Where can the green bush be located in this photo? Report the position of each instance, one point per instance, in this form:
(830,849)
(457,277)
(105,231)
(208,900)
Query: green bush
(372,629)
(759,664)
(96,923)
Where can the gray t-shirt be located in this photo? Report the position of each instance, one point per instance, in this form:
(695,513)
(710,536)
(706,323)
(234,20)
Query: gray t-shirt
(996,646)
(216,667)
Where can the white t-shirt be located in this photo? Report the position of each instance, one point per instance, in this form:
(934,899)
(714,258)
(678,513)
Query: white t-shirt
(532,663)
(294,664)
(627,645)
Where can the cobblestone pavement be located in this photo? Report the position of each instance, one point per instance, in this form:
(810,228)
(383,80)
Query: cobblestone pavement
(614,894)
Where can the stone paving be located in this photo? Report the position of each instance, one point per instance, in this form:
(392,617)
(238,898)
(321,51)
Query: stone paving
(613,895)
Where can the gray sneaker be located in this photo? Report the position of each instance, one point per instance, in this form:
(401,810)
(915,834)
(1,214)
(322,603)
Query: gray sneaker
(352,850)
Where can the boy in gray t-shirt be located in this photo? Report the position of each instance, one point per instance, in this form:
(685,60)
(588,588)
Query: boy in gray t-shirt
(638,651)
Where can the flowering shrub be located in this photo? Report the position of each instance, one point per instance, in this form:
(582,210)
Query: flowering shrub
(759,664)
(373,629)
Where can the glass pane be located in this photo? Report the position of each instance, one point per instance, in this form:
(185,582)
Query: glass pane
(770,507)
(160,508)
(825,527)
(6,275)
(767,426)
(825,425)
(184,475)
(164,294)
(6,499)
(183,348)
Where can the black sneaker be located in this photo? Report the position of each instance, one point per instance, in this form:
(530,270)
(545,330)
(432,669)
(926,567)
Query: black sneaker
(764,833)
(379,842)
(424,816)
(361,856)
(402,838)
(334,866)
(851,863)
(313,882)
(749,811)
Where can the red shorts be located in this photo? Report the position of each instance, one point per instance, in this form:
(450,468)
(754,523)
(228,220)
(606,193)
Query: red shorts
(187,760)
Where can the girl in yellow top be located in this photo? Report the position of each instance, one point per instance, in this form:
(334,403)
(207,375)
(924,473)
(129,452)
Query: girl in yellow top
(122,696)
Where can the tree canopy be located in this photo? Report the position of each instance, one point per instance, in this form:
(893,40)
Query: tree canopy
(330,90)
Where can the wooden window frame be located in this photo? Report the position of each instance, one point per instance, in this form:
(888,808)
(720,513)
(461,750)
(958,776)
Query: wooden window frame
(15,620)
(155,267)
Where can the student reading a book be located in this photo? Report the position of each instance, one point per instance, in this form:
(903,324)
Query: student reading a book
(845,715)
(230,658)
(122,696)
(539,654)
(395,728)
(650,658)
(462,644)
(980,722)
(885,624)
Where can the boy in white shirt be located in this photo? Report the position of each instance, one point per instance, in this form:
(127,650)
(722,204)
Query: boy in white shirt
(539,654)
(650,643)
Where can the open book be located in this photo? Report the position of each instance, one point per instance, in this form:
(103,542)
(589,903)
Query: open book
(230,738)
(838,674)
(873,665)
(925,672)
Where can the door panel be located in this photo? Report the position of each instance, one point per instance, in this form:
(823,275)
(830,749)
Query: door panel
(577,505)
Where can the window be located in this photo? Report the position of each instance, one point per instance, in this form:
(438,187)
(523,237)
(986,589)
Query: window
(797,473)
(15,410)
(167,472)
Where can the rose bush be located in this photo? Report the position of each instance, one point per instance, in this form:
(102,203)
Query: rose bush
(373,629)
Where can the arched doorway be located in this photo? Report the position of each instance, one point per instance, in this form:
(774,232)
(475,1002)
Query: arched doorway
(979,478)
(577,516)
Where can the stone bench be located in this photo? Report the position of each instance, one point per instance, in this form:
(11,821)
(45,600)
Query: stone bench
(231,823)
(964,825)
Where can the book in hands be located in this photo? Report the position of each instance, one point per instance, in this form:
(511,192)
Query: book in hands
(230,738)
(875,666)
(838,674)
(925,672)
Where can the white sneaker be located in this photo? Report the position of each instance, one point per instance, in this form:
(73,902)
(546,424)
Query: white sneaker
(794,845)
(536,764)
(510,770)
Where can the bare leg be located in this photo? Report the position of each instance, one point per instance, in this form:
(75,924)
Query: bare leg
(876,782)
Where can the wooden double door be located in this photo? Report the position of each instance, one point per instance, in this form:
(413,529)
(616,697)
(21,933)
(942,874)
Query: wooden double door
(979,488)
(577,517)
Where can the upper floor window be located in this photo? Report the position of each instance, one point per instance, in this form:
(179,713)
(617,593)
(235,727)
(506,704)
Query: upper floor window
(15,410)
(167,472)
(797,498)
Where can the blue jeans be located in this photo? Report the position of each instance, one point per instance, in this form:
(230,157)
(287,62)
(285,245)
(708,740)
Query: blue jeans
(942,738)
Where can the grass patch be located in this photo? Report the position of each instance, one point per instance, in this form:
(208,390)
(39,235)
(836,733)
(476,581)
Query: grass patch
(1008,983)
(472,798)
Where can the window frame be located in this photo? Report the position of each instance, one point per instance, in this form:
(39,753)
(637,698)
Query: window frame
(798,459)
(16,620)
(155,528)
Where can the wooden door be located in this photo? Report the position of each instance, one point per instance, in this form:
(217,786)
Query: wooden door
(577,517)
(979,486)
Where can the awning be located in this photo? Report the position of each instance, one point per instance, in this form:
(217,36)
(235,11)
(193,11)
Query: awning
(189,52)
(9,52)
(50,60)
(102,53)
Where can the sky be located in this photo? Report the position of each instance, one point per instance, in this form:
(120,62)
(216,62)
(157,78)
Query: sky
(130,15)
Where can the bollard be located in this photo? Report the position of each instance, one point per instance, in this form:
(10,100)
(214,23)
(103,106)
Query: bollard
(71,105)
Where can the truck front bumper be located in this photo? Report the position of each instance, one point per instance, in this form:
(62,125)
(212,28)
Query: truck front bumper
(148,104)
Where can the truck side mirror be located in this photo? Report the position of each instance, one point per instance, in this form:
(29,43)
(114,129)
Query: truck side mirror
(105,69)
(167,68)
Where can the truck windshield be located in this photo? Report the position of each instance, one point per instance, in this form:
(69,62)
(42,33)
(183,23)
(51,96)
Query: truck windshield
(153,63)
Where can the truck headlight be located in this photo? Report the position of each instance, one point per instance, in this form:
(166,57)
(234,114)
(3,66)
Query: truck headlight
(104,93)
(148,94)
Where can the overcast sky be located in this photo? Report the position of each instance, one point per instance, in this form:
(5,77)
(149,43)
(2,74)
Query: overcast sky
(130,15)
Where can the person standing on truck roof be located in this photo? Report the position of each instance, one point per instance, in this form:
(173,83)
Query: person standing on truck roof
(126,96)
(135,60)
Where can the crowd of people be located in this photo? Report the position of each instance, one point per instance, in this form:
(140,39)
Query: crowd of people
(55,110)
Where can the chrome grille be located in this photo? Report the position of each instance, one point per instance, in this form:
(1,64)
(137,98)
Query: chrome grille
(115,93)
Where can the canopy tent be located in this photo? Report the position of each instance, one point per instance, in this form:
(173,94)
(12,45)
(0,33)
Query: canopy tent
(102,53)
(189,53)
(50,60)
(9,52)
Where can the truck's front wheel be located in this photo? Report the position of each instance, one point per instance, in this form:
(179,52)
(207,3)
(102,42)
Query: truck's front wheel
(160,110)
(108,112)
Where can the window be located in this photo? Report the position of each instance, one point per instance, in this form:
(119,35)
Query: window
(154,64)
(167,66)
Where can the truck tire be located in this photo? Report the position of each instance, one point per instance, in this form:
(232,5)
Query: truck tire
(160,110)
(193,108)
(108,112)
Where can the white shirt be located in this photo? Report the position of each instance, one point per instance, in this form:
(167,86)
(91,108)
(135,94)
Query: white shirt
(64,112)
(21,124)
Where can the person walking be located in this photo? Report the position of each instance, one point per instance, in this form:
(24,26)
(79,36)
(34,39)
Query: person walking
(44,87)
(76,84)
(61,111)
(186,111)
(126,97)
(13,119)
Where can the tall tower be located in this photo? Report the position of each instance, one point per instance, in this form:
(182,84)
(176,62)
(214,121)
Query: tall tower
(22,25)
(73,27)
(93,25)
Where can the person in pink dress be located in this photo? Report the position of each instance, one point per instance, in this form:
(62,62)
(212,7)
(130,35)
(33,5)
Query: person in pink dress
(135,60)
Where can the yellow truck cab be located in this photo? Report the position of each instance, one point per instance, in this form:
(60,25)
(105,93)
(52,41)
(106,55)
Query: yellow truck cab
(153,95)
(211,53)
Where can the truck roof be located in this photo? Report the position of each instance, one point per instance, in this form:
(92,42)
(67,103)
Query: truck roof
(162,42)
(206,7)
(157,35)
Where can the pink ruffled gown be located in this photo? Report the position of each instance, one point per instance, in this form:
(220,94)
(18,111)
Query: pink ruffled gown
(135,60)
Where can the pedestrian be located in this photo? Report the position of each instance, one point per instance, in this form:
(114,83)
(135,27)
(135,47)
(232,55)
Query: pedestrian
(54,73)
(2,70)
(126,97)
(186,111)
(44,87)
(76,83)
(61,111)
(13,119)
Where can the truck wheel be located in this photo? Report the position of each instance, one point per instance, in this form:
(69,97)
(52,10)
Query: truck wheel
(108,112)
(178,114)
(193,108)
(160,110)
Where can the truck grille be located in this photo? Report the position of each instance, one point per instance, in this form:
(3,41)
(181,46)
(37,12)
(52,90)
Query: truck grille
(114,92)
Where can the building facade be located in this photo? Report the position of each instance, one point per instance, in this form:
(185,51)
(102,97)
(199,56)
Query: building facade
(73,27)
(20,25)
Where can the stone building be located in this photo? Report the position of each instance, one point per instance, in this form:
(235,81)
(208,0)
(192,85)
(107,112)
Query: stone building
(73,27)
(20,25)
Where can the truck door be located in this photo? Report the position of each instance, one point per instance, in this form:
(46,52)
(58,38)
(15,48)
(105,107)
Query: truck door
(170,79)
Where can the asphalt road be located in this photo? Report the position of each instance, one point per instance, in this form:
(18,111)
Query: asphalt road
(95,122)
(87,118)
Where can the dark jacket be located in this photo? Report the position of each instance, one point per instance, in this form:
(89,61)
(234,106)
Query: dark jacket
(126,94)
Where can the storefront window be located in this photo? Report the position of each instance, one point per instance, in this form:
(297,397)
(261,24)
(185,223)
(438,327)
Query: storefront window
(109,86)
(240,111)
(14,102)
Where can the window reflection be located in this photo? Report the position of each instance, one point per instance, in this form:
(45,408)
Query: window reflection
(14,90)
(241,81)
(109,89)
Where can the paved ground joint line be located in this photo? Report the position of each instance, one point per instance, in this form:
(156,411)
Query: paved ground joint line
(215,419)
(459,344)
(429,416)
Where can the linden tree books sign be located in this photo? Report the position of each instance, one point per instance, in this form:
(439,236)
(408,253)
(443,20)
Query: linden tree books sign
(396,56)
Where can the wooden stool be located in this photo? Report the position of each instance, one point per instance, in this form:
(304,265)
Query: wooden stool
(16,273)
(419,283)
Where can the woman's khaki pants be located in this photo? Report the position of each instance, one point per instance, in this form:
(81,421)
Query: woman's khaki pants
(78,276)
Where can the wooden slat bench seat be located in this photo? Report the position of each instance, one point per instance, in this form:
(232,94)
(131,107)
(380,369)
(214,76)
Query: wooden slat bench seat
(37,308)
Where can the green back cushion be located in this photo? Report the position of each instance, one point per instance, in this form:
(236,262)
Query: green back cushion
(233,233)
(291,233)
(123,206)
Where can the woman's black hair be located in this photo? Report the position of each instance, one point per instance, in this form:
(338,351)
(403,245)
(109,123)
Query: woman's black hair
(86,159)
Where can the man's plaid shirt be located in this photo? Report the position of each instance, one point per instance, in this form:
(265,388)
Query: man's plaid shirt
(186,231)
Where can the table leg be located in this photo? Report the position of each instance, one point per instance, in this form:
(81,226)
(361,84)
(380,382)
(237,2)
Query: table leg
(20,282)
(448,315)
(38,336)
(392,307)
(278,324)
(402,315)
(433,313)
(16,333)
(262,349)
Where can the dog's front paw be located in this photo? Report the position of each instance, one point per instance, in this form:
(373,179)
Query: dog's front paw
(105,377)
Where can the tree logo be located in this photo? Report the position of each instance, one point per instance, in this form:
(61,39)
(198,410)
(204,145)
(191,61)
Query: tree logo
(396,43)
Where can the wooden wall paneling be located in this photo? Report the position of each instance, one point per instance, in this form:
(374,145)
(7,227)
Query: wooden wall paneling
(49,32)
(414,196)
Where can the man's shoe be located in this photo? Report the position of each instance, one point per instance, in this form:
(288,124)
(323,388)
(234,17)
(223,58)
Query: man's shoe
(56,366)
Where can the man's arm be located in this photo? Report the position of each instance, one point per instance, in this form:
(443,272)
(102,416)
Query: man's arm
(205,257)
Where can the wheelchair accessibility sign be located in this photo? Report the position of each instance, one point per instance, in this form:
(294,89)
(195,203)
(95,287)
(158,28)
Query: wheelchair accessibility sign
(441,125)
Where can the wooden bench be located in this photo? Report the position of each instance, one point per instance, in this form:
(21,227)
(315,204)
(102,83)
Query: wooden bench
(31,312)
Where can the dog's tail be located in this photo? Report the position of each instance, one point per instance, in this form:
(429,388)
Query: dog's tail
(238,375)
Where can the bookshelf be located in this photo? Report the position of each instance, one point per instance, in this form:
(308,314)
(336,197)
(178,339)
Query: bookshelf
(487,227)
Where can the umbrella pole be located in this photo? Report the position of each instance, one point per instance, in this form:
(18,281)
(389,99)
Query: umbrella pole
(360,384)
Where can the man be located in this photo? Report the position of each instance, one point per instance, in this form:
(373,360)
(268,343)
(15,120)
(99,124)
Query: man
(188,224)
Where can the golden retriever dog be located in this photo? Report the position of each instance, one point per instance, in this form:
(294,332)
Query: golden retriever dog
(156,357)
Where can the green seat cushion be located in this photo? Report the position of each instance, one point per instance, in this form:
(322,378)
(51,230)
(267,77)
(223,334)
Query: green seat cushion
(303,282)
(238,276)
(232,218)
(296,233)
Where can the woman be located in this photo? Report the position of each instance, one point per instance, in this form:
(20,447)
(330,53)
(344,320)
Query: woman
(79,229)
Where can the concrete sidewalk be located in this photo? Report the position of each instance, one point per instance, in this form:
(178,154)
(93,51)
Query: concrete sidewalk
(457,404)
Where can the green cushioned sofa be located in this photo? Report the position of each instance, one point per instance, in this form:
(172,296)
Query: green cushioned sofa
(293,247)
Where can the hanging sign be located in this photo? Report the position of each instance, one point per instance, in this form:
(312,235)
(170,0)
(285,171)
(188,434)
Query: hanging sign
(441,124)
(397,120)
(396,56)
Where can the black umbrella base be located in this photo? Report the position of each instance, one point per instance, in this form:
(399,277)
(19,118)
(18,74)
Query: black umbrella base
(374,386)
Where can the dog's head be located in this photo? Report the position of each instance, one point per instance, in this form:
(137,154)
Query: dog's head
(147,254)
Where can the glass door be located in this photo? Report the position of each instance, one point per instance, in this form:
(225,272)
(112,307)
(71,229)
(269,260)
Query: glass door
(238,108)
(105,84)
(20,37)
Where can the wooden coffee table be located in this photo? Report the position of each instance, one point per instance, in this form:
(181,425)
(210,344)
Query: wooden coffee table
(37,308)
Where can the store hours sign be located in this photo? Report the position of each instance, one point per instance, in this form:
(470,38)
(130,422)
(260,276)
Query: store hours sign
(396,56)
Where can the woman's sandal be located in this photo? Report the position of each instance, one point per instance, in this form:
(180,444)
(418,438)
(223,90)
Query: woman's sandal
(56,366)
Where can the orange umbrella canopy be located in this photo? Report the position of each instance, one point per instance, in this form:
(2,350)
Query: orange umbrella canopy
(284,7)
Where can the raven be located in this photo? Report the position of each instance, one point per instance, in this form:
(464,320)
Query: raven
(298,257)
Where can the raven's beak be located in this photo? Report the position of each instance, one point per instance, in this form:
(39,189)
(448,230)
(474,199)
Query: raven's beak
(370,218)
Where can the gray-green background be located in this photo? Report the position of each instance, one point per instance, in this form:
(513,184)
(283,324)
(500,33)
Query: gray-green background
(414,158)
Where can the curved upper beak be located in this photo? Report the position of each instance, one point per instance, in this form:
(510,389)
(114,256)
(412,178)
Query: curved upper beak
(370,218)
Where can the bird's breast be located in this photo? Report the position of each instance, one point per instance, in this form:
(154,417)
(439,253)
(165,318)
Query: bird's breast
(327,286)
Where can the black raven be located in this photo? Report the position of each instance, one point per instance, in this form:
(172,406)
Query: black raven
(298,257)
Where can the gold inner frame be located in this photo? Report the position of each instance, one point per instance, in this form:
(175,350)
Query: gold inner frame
□ □ □ □
**Required work:**
Restate the final lines of the listing above word for word, beginning at the line that contains "Where can the bird's".

**Exercise response:**
Where can the bird's breast be located in this photo? Report the position of each instance, one point per instance, in this form:
(154,417)
(439,253)
(165,318)
Query: bird's breast
(327,286)
Where can the black raven be located in this photo? Report the position of each instance, one point per instance, in this form:
(172,406)
Query: black raven
(298,257)
Where can the gold inner frame be located in this photo? Report the position of each instance, one point per instance, in this form:
(175,350)
Query: gold inner frame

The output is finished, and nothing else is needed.